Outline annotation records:
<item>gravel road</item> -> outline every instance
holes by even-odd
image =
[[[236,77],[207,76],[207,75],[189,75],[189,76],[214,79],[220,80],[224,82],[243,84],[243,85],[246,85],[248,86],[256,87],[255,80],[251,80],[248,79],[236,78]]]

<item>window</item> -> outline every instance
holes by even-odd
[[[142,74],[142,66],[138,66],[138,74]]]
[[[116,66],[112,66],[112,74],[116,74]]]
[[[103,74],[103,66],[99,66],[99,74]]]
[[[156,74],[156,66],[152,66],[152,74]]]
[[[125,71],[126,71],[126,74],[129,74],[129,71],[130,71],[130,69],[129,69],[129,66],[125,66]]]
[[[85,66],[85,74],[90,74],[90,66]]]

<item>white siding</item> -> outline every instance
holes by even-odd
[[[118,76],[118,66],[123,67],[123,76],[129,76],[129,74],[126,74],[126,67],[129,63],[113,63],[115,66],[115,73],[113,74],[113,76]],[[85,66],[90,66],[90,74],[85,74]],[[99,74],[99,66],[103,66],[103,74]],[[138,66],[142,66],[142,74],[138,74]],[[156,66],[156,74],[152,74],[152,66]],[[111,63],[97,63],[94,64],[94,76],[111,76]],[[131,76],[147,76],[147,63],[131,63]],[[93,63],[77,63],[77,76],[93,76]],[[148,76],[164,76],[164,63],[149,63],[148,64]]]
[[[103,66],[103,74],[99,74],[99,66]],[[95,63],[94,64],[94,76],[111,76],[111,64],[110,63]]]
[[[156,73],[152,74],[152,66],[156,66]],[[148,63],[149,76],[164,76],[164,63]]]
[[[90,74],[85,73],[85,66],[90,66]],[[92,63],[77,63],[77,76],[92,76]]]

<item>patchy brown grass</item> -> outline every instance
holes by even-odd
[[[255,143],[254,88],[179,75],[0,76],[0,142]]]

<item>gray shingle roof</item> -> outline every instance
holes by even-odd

Problem requirements:
Convert the records above into a Markdown table with two columns, Row and Line. Give each nonblank line its own row, numbered in order, and omit the blank lines.

Correct output:
| Row | Line |
|---|---|
| 1 | <item>gravel road</item> -> outline every instance |
| 2 | holes by even-odd |
| 3 | image = |
| 4 | [[[236,77],[207,76],[207,75],[189,75],[189,76],[214,79],[220,80],[224,82],[243,84],[243,85],[246,85],[248,86],[256,87],[255,80],[251,80],[248,79],[236,78]]] |
| 5 | <item>window</item> -> outline every instance |
| 6 | holes by even-odd |
| 7 | [[[142,74],[142,66],[138,66],[138,74]]] |
| 8 | [[[116,66],[112,66],[112,74],[116,74]]] |
| 9 | [[[103,74],[103,66],[99,66],[99,74]]] |
| 10 | [[[156,74],[156,66],[152,66],[152,74]]] |
| 11 | [[[125,71],[126,71],[126,74],[129,74],[129,71],[130,71],[130,69],[129,69],[129,66],[125,66]]] |
| 12 | [[[85,66],[85,74],[90,74],[90,66]]] |
| 13 | <item>white siding</item> -> outline every instance |
| 14 | holes by even-odd |
| 15 | [[[118,76],[118,66],[123,67],[123,76],[129,76],[129,74],[126,74],[126,67],[129,63],[113,63],[115,66],[115,73],[113,74],[113,76]],[[85,66],[90,66],[90,74],[85,74]],[[99,74],[99,66],[103,66],[103,74]],[[138,66],[142,66],[142,74],[138,74]],[[156,66],[156,74],[152,74],[152,66]],[[111,63],[97,63],[94,64],[94,76],[111,76]],[[131,76],[147,76],[147,63],[131,63]],[[93,63],[77,63],[77,76],[93,76]],[[148,76],[164,76],[164,63],[149,63],[148,64]]] |
| 16 | [[[103,66],[103,74],[99,74],[99,66]],[[95,63],[94,64],[94,76],[111,76],[111,64],[110,63]]] |
| 17 | [[[156,73],[152,74],[152,66],[156,66]],[[148,63],[149,76],[164,76],[164,63]]] |
| 18 | [[[90,74],[85,73],[85,66],[90,66]],[[92,63],[77,63],[77,76],[92,76]]] |
| 19 | <item>patchy brown grass</item> -> outline every instance |
| 20 | holes by even-odd |
| 21 | [[[255,143],[254,88],[179,75],[0,76],[0,142]]] |
| 22 | <item>gray shingle roof</item> -> outline every instance |
| 23 | holes by even-odd |